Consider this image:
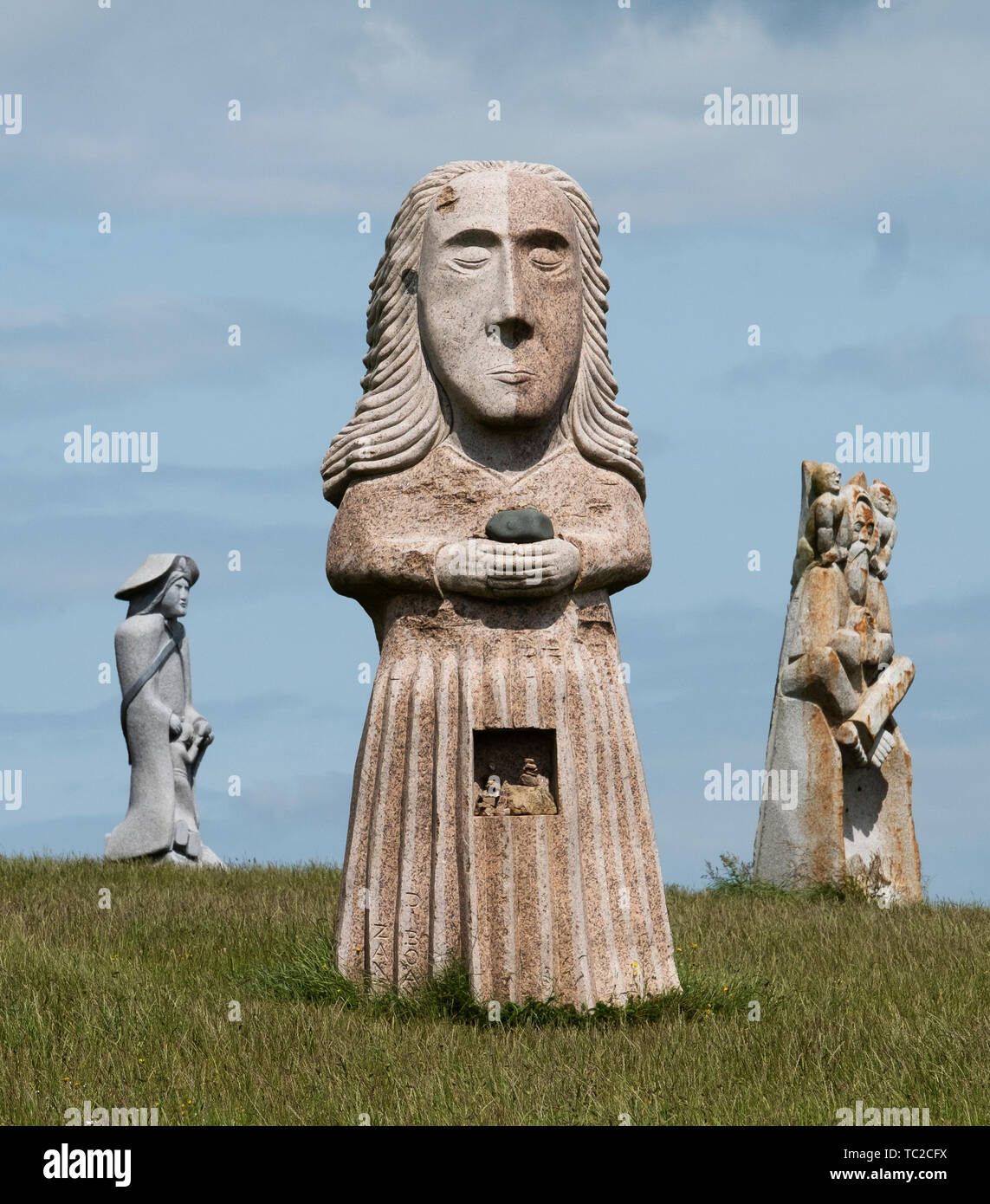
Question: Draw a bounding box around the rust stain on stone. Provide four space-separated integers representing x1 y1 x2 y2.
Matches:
436 184 457 213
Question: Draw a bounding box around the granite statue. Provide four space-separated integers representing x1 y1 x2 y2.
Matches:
323 161 678 1007
754 460 922 907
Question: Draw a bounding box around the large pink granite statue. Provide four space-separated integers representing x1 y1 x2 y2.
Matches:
323 163 678 1006
754 460 922 905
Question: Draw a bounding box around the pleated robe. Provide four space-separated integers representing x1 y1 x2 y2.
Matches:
327 443 678 1006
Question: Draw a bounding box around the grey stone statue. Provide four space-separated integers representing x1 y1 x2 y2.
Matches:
105 553 223 868
754 460 922 905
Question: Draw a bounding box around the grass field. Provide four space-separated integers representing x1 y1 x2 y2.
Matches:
0 858 990 1124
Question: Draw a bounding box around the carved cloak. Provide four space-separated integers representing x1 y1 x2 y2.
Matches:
327 443 678 1006
105 614 200 858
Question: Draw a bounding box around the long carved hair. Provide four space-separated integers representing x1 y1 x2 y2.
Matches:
321 160 645 506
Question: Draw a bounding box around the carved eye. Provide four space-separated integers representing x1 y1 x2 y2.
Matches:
454 247 491 269
530 247 564 272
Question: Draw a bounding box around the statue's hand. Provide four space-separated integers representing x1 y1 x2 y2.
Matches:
192 715 213 745
488 540 580 597
436 540 505 597
436 540 580 599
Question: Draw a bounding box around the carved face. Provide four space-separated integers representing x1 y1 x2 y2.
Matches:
812 463 842 494
417 171 582 426
161 577 189 618
870 481 897 516
852 497 877 552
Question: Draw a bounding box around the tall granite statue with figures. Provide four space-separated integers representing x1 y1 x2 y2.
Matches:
754 460 922 907
323 161 678 1006
105 553 223 867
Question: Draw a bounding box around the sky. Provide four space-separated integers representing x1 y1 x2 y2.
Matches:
0 0 990 902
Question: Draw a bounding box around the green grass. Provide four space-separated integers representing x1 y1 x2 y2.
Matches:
0 858 990 1124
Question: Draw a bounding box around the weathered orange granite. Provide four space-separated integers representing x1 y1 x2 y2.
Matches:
323 163 678 1006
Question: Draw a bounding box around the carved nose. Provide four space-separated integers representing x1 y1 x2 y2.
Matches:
487 256 534 349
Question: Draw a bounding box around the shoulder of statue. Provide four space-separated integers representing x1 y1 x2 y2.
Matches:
117 614 165 640
558 444 644 509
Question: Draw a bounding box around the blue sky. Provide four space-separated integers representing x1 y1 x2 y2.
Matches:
0 0 990 899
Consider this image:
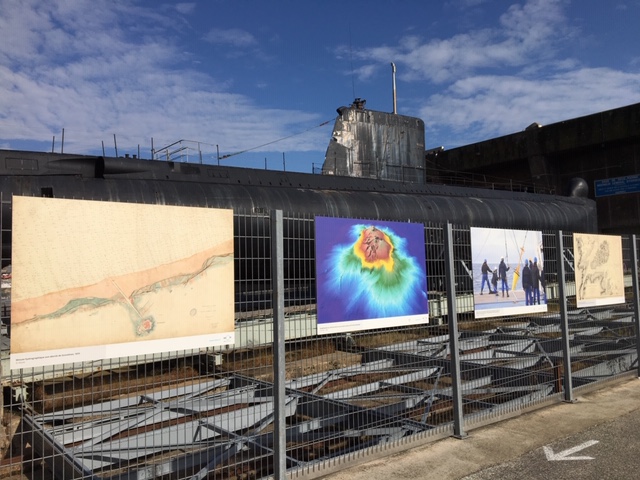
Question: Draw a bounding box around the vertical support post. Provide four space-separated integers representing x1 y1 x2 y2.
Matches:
444 222 467 438
556 230 575 402
270 210 287 478
631 234 640 377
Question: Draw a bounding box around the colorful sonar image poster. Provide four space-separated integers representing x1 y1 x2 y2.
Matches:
471 227 547 318
10 196 234 369
315 217 429 334
573 233 624 307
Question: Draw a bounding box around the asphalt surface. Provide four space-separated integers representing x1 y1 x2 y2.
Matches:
321 377 640 480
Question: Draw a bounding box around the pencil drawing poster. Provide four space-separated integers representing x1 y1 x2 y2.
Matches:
470 227 547 318
315 217 429 334
10 196 234 368
573 233 624 307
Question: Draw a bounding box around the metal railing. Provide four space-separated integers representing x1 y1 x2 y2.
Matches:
0 205 639 479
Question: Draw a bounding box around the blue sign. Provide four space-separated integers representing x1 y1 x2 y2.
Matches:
594 175 640 197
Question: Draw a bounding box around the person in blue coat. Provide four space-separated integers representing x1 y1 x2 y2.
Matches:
480 258 493 295
520 258 533 305
498 257 510 297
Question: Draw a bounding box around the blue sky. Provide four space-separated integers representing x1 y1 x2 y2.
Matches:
0 0 640 172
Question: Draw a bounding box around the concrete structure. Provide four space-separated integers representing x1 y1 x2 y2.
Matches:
425 103 640 234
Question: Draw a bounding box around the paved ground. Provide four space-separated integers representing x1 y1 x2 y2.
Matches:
323 377 640 480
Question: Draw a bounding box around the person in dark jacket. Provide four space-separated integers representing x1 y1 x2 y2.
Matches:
520 258 533 305
498 257 510 297
480 258 493 295
531 257 540 305
491 267 498 297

========

■ Task description ■
Repeat exactly the lines from the line containing "Question: Draw a bounding box around the person in blue" through the end of the listing above; both boundary lines are part of the output.

■ The completed task ■
Question: Draw a bounding box around the person in blue coat. Provide four space-separated integers representing x1 y1 x2 y2.
Matches:
480 258 493 295
520 258 533 305
498 257 510 297
Question: Draw a bounding box around the blue sky. Provide four space-separated integers representing x1 y1 x2 y2.
Matches:
0 0 640 172
Question: Draw a bounding box around the concrete structure. Provide four space-separated integers representing x1 y1 x2 y2.
Matches:
425 103 640 234
Question: Draw a bounding box around the paved ground. Provide four space-separated integers representing x1 y1 x2 y2.
Matches:
323 377 640 480
Question: Draw a bounding box around the person in dark jacket. Provide four space-separated integers representing x1 y1 x2 y2.
Matches:
520 258 533 305
498 257 510 297
480 258 493 295
531 257 540 305
491 267 498 297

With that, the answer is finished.